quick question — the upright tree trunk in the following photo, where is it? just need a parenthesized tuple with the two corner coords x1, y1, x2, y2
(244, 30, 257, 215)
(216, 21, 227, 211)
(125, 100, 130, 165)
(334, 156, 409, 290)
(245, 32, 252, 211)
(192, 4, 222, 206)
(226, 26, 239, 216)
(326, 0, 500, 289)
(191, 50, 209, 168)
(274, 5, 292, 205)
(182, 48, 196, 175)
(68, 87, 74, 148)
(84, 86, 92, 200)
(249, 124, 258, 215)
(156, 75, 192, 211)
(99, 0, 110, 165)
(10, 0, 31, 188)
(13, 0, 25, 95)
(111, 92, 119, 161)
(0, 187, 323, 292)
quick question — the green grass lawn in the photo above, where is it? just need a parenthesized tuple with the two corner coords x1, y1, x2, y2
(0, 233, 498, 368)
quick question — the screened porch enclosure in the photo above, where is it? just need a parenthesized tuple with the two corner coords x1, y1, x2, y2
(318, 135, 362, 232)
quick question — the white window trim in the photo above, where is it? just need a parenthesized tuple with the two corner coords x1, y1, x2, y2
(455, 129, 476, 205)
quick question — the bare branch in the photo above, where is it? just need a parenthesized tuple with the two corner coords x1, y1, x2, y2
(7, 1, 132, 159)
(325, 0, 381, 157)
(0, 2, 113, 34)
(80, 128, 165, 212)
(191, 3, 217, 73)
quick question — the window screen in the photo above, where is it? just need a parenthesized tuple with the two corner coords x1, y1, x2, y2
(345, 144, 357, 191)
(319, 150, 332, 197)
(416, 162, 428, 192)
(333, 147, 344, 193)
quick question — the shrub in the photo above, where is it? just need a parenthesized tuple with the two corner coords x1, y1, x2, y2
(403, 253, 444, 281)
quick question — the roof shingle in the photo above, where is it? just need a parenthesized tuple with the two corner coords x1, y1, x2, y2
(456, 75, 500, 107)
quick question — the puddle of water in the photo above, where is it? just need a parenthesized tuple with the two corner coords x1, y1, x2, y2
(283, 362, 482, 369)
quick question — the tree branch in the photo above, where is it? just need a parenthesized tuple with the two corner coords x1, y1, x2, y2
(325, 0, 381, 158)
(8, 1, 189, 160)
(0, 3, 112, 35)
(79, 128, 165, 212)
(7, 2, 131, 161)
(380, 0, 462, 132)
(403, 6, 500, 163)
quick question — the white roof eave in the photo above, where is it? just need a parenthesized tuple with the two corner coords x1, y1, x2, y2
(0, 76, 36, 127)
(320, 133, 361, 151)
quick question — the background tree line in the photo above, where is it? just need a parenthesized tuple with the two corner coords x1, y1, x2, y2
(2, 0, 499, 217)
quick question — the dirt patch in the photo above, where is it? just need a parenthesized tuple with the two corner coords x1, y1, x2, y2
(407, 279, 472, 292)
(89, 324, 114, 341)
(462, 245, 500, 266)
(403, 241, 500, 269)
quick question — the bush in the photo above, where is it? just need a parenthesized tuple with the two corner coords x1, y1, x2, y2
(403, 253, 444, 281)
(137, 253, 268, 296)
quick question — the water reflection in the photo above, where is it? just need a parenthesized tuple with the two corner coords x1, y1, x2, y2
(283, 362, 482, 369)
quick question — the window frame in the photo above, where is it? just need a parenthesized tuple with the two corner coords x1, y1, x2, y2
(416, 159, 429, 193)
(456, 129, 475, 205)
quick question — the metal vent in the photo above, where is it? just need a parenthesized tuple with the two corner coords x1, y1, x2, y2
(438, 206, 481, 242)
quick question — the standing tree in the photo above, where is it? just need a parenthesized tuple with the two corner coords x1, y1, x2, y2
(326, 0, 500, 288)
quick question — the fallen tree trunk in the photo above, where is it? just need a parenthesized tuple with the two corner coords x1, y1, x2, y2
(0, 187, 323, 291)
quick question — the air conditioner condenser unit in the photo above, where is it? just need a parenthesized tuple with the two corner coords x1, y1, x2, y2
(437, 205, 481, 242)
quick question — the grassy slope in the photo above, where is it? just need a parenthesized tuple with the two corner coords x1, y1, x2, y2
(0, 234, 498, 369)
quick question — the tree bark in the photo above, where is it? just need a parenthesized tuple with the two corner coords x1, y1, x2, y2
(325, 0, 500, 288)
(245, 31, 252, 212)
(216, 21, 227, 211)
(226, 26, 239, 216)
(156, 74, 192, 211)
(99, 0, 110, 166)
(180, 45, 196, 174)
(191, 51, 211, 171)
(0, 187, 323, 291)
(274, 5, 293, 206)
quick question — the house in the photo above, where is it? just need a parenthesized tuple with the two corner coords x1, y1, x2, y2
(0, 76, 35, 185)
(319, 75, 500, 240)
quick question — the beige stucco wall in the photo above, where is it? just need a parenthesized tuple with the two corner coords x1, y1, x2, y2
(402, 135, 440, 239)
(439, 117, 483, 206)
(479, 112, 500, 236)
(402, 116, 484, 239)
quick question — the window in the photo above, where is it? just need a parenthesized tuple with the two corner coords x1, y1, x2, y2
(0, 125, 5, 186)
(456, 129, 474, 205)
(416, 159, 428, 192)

__________________________________________________

▸ **Work required**
Restate the material word for word.

▸ **Expected output**
quick question — the upright tree trunk in the following photo, where is it? just need a parenthesized tuple with the two corner coords x1, y1, x2, y2
(244, 30, 257, 215)
(216, 21, 227, 211)
(125, 100, 130, 165)
(334, 156, 409, 290)
(245, 32, 252, 211)
(192, 4, 222, 206)
(226, 26, 239, 216)
(326, 0, 500, 289)
(191, 50, 209, 168)
(274, 5, 292, 205)
(182, 48, 196, 175)
(68, 87, 74, 148)
(84, 86, 92, 200)
(249, 124, 258, 215)
(156, 75, 192, 211)
(99, 0, 110, 165)
(10, 0, 31, 188)
(13, 0, 25, 95)
(111, 92, 119, 161)
(0, 187, 323, 292)
quick question — the green grass lawn in the photo above, where is it? just need a parenthesized tuple with the two corner coords x1, y1, x2, y2
(0, 233, 498, 368)
quick question — the screened porch enclosure in the photo above, where is it? just need a parenthesized tuple with the two corner coords x1, y1, x2, y2
(318, 135, 362, 232)
quick question — the white window trim in the photo above, where is it? just need a parenthesized tuple with the two corner coords x1, y1, x2, y2
(455, 129, 476, 205)
quick question — the bare branch in the photo above, where is it? just need a parenthesized tuple with the two corner coords x1, y1, x2, y2
(7, 1, 132, 159)
(325, 0, 381, 157)
(0, 2, 113, 34)
(80, 128, 165, 212)
(191, 3, 217, 73)
quick question — the window screen in the photo above, where is it? just need a parenthesized tuple with the two corner coords x1, y1, x2, y2
(345, 144, 357, 191)
(319, 150, 332, 197)
(416, 162, 428, 192)
(333, 147, 344, 193)
quick question — the shrub in the photo above, where is it? just need a parenthesized tuple with the two corner coords x1, y1, x2, y2
(403, 253, 444, 281)
quick question — the roof shingle in the photo above, where is it? just need a parenthesized tuple with the two corner coords x1, y1, x2, y2
(456, 75, 500, 107)
quick question — the puddle of water in the photo above, where is it? just need a parenthesized tuple with the two corner coords x1, y1, x2, y2
(283, 362, 482, 369)
quick question — the tree branch in the photo above, where is it? just need a parenthesized tuple with the two corner coords x1, y1, x2, y2
(325, 0, 381, 158)
(8, 1, 189, 160)
(0, 3, 112, 35)
(79, 128, 165, 212)
(7, 2, 131, 161)
(380, 0, 462, 132)
(403, 6, 500, 163)
quick question — the white roof eave in the photo above, where is it? just need a parenthesized tuple with the two corner coords x1, y1, x2, y2
(0, 76, 36, 127)
(320, 133, 361, 151)
quick question — the background tree line in the photo above, where is it? just need a parenthesized tuple with the two corner coords x1, y1, x2, y2
(2, 0, 499, 217)
quick question — the dirt patch in the photo above, where is it? just need a parenthesized tuple with the two corner coords x1, y1, x2, y2
(407, 279, 472, 292)
(89, 324, 114, 341)
(462, 245, 500, 266)
(403, 241, 500, 269)
quick question — the bush in the photo above, where is it? just need a parenthesized tuple with the two corner coords x1, y1, x2, y2
(403, 253, 444, 281)
(137, 253, 268, 296)
quick question — the water reflection in the photo above, where is it? just need a parenthesized tuple with the two corner coords x1, y1, x2, y2
(283, 362, 482, 369)
quick question — the window frame in the photo above, where is it? just need a parenthesized tuple with the two corner coords x1, y1, x2, y2
(416, 159, 429, 193)
(456, 129, 475, 205)
quick question — the metal vent in the photo above, where is it? just need a parenthesized tuple with the two corner coords x1, y1, x2, y2
(438, 206, 481, 242)
quick question — the standing tree in the photo above, where is it? just need a parenthesized tuple with the two corner coords x1, y1, x2, y2
(326, 0, 500, 288)
quick question — the fallen tree trunk in the photo above, where is it? just need a parenthesized tuple with the two corner coords x1, y1, x2, y2
(0, 187, 323, 291)
quick question — the air conditioner condenser unit in the photo above, where is it? just need a parenthesized tuple with the two corner coords x1, y1, x2, y2
(437, 205, 481, 242)
quick question — the grassy slope in the photo above, where is it? just need a parenthesized tuple with the two corner coords x1, y1, x2, y2
(0, 234, 498, 369)
quick question — the tree bark in the photo above, where is it? just need a parenthesized tuple with the two corner coords x1, y1, x2, y2
(325, 0, 500, 288)
(245, 31, 252, 212)
(216, 21, 227, 211)
(226, 26, 239, 216)
(156, 74, 192, 211)
(99, 0, 110, 166)
(180, 45, 196, 174)
(191, 51, 211, 171)
(0, 187, 323, 291)
(274, 5, 293, 206)
quick question — the house in the photo above, where is it? just need a parenthesized tuple with the two corner coords x1, y1, x2, y2
(0, 76, 35, 185)
(319, 75, 500, 240)
quick question — the beige stucco wall in the photo above, where is it? just need a parenthesized tuple with the two corner coords x1, y1, x2, y2
(402, 135, 440, 239)
(439, 117, 483, 206)
(479, 112, 500, 236)
(402, 116, 484, 239)
quick question — the window in the photo above, where is it? just need a parenthesized tuple with the two corner coords x1, y1, x2, y2
(0, 125, 5, 186)
(456, 129, 474, 205)
(416, 159, 428, 192)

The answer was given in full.